### Texte fourni ###
Le plus paradoxal (il n'est d'ailleurs pas sans en éprouver la contradiction et vouloir en sortir, par exemple p517), c'est qu'on peut considérer que son errance tient malgré tout à la surévaluation de la place qu'il laisse à l'homme dans l'histoire (berger de l'Être). En quoi il se révèle finalement solidaire des errements de son temps (et de son nihilisme), à rebours des critiques qu'il en fait de la façon la plus explicite (dans "la lettre sur l'humanisme" notamment) et de ce qui constitue l'objet même de son "tournant" :

Ce retournement où ce n'est pas l'étant qui est fondé par l'homme, mais où, tout au contraire, c'est être homme qui se voit fondé par l'Etre. (p214)
### Données brutes ###
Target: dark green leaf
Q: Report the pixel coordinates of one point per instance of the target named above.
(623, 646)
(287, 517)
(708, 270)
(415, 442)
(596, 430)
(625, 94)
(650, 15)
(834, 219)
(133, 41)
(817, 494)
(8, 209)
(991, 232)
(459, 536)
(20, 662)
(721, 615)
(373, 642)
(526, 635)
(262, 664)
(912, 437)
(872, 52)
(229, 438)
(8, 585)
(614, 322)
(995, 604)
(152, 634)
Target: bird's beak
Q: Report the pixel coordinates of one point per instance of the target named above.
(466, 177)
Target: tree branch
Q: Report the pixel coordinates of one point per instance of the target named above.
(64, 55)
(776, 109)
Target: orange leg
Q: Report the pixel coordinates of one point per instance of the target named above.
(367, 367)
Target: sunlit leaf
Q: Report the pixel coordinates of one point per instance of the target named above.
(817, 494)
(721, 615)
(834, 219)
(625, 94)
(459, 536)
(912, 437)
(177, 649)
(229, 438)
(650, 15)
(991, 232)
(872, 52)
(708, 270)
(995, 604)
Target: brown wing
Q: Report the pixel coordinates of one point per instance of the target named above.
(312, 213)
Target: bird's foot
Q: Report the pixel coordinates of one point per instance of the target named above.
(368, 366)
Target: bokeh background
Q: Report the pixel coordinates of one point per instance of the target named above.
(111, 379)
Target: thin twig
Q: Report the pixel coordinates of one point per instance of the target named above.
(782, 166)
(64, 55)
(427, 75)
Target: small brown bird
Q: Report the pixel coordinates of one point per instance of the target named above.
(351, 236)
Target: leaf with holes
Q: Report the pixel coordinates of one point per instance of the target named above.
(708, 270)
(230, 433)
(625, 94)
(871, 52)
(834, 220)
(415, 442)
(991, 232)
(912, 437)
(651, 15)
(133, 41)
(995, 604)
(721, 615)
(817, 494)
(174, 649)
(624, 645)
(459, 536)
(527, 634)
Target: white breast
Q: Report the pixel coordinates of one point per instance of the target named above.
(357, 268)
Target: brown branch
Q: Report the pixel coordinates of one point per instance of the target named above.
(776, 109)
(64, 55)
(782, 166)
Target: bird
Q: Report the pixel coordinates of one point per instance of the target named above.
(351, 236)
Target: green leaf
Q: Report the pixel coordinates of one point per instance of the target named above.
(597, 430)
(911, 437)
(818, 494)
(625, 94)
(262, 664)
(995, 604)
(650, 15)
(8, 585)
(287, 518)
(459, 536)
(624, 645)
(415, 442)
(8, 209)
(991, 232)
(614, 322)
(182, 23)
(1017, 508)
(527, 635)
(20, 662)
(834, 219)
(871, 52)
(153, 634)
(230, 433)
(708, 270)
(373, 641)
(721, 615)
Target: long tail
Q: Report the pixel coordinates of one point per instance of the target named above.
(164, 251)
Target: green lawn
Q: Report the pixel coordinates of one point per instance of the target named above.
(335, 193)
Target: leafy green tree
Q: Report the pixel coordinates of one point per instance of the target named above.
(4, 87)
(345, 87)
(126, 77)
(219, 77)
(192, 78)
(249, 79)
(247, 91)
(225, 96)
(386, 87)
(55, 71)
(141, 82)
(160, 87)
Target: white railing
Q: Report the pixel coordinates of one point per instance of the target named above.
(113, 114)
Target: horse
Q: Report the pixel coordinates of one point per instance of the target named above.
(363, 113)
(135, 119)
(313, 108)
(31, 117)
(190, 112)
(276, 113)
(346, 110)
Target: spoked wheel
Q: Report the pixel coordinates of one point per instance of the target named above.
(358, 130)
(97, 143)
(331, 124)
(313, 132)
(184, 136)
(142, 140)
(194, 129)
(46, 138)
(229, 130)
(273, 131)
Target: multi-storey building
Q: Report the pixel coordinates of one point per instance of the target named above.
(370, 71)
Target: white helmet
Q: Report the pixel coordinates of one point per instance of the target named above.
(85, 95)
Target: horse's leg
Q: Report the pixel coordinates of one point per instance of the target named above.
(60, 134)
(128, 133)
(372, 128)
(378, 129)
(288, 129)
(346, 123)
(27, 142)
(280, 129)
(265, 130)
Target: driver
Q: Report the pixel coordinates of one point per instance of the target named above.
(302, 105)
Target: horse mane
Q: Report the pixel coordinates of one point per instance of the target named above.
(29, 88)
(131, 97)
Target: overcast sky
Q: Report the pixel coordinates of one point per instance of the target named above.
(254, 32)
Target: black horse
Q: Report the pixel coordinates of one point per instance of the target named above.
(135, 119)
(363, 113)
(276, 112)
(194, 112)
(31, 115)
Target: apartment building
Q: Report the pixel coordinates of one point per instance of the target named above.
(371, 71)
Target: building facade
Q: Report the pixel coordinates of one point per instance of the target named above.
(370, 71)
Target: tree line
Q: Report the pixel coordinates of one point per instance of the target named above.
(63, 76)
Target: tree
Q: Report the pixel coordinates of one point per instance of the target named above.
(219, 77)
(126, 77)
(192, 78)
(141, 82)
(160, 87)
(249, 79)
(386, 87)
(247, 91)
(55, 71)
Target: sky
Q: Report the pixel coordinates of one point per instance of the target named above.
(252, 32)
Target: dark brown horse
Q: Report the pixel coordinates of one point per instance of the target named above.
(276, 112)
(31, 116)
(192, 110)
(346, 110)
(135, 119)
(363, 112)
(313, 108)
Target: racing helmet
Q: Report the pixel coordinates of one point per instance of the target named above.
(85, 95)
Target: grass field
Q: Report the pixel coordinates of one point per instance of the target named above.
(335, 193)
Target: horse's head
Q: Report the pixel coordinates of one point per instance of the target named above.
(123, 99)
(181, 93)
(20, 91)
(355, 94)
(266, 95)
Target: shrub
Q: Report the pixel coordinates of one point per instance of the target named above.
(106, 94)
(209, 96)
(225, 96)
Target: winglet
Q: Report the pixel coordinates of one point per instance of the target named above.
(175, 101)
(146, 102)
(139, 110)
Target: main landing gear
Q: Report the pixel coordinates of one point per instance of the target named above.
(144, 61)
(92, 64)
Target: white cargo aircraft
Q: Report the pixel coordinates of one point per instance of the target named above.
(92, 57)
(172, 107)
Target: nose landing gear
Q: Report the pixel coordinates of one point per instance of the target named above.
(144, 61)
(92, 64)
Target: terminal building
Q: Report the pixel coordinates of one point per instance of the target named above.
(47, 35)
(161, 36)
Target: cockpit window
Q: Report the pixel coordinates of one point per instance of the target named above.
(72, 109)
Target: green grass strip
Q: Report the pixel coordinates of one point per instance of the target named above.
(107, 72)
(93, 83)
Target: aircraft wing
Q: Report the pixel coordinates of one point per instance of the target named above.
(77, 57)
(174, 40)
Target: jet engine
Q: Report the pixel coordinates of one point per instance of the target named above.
###
Consigne: Écrivez la suite du texte sur le « tournant » et la place de l'homme face à l'Être, à partir de sa dernière phrase.

Réponse:
Malgré un vocabulaire abscons et des pages illisibles (par exemple p322), ce qu'on peut considérer comme un délire pénible et répétitif a du moins l'intérêt de pousser jusqu'au bout les conséquences (religieuses) de positions qu'on retrouve largement dans l'écologie et les discours technophobes, tout comme chez les critiques de l'aliénation ou les discours élitistes qui se croient subversifs, tous ceux enfin qui se voudraient effectivement les sauveurs du monde (et ils sont nombreux). Le plus tragique, en effet, c'est que tous ces utopistes à côté de la plaque sont de nouveau prêts à s'allier avec les pires populistes et réactionnaires au nom de leurs rêves de retour au passé sous couvert d'avenir et d'une nature idéalisée, sinon de croyances ouvertement religieuses, sans voir qu'ils prêtent ainsi main forte à des périls bien plus grands et qui n'ont rien d'imaginaires cette fois !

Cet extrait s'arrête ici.